→ WORK ORDER 1
Answer these questions using the excerpt on marimo notebooks and LLM agents. Mark each answer with its letter.
(a) Which command can agents run to validate a notebook's structural integrity?
(b) What does marimo inject into the LLM prompt to give it runtime awareness of data structure?
(c) What open design question did Warmerdam raise?
→ WORK ORDER 2
Render this sentence from the excerpt on marimo notebooks and LLM agents in Spanish: "When a Python object is received, marimo converts it to a prompt-suitable representation with special handling for datasets."
→ WORK ORDER 3
Carry the excerpt on marimo notebooks and LLM agents forward from its last sentence.

→ EXCERPT PROVIDED
- Opening Delimiter -

Why this works for agents

  1. Plain Python files: LLMs read and write .py natively -- no JSON structure fighting
  2. Deterministic execution: When the agent modifies a cell, the dataflow engine guarantees correct downstream re-execution
  3. Self-checking: Agents can run marimo check notebook.py to validate structural integrity (variable redefinition, invalid cells)
  4. Sandbox execution: uv run notebook.py --sandbox provides isolated verification
  5. Code-first interactivity: Interactive elements (sliders, dropdowns) are created via Python code, not UI clicks -- natural for LLM generation

Schema and runtime context injection

Flath/Warmerdam describe the key innovation: marimo injects DataFrame schemas and first rows into the LLM prompt, giving it runtime awareness of data structure. When a Python object is received, marimo converts it to a prompt-suitable representation with special handling for datasets.

Open design question from Warmerdam: "Should we allow users to customize how variables are converted into prompt content?"

- Closing Delimiter -

→ PROVIDED MATERIAL
- Opening Delimiter -

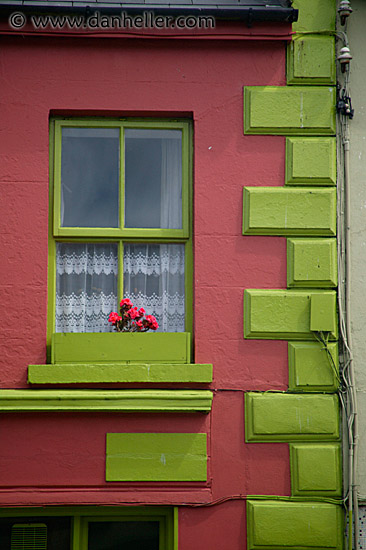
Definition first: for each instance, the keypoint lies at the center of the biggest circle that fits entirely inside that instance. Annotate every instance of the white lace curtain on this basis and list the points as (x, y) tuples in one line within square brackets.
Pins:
[(153, 278), (86, 284)]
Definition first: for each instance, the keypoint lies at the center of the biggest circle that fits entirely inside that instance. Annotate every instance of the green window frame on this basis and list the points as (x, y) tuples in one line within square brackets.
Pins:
[(82, 517), (120, 235)]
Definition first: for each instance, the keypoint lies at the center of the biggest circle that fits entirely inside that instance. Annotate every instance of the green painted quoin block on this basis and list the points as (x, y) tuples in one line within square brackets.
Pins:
[(311, 161), (310, 60), (156, 457), (316, 469), (312, 263), (310, 367), (284, 314), (315, 16), (289, 212), (280, 110), (286, 417), (299, 525)]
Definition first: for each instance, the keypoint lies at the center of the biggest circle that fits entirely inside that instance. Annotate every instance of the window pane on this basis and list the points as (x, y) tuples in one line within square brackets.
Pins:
[(153, 178), (89, 177), (129, 535), (86, 286), (153, 278), (58, 531)]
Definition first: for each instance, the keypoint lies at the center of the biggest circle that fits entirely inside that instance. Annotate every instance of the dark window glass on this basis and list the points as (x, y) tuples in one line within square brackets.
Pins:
[(58, 531), (153, 178), (89, 177), (123, 535)]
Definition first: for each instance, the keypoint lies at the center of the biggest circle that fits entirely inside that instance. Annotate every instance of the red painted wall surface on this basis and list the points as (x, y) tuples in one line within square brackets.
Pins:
[(59, 458)]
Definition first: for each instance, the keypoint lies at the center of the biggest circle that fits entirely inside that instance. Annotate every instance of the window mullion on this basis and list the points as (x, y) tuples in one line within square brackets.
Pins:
[(122, 178), (120, 271)]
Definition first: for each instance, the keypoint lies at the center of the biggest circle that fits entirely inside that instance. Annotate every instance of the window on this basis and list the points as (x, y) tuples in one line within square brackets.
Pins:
[(121, 222), (89, 528)]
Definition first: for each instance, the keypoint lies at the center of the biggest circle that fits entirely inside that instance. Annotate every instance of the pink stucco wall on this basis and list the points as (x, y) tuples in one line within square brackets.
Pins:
[(51, 458)]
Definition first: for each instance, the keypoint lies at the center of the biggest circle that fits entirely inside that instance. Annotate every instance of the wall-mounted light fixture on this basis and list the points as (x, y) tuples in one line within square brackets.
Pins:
[(344, 10), (344, 58)]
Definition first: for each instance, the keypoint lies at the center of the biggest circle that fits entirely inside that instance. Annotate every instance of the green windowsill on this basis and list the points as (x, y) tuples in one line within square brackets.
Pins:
[(116, 347), (105, 400), (114, 373)]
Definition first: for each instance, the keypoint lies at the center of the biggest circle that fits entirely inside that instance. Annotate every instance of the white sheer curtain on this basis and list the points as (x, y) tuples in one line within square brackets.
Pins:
[(153, 278), (86, 286), (171, 184)]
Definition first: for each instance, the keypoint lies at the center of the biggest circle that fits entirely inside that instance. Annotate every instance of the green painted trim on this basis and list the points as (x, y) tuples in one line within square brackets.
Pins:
[(281, 110), (311, 60), (312, 263), (106, 400), (112, 373), (310, 367), (165, 527), (286, 314), (289, 212), (165, 124), (288, 417), (294, 525), (120, 235), (311, 161), (76, 532), (316, 469), (156, 457), (96, 347), (315, 16), (323, 316)]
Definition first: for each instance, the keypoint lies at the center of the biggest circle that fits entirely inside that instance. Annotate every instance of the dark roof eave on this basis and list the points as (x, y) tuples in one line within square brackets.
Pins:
[(244, 13)]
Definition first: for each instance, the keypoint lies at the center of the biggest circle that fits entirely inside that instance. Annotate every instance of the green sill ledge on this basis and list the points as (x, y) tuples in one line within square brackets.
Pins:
[(106, 400), (114, 373)]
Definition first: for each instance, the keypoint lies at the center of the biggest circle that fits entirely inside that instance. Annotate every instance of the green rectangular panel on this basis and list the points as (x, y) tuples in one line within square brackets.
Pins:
[(281, 110), (289, 211), (310, 367), (282, 314), (163, 347), (294, 525), (288, 417), (105, 400), (315, 16), (311, 60), (89, 373), (312, 263), (156, 457), (316, 469), (311, 161), (323, 309)]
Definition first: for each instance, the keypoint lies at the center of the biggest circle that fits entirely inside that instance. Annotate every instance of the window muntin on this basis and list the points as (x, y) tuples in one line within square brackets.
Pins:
[(82, 299)]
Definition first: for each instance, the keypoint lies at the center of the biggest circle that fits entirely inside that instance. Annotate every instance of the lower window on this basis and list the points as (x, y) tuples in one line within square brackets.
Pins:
[(87, 283), (131, 529)]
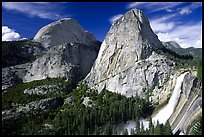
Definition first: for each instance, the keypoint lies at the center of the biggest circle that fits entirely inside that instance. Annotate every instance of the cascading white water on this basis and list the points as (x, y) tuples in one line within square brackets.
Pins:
[(166, 112)]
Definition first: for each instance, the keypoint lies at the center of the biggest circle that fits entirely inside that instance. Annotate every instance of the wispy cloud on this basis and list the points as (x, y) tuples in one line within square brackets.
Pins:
[(45, 10), (163, 24), (166, 26), (154, 6), (10, 34), (188, 9), (114, 18), (187, 35)]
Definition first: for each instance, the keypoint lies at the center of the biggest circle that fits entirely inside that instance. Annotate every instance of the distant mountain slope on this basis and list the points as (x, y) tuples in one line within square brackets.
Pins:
[(195, 52)]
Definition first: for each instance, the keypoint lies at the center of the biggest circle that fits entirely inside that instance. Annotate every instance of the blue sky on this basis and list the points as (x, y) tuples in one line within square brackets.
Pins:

- Closing Delimiter -

→ FINAL ANSWER 1
(a) marimo check notebook.py
(b) DataFrame schemas and first rows
(c) Whether users should be allowed to customize how variables are converted into prompt content

→ FINAL ANSWER 2
Cuando se recibe un objeto de Python, marimo lo convierte en una representación adecuada para el prompt, con un tratamiento especial para los conjuntos de datos.

→ FINAL ANSWER 3
The Bespoken framework

Vincent Warmerdam built a complementary tool called Bespoken -- task-specific agents with minimal defaults but precise configurability. Key patterns: - Slash commands as Python functions with UI library for user input - Constraint-based architecture: agents scoped to specific tasks - Philosophy: "What would be the simplest API such that it's 80-100% configurable with just a couple of simple Python functions?"

Marimo vs. Pipeio's Current Notebook Model

Aspect Pipeio (current) Marimo
Source format .py percent-format (jupytext) .py native marimo format
Execution Papermill (offline, parameterized) DAG-reactive (live or script)
State model Stateful kernel (Jupyter) Stateless DAG (deterministic)
Sync model Bidirectional .py <-> .ipynb No sync needed (single format)
Human interface Jupyter Lab (via .ipynb) Marimo editor (via .py)
Agent interface .py percent-format (read/write) .py native (read/write)
Validation nb_audit (lifecycle checks) marimo check (structural)
Interactivity Jupyter widgets (in .ipynb only) Code-first widgets (in .py)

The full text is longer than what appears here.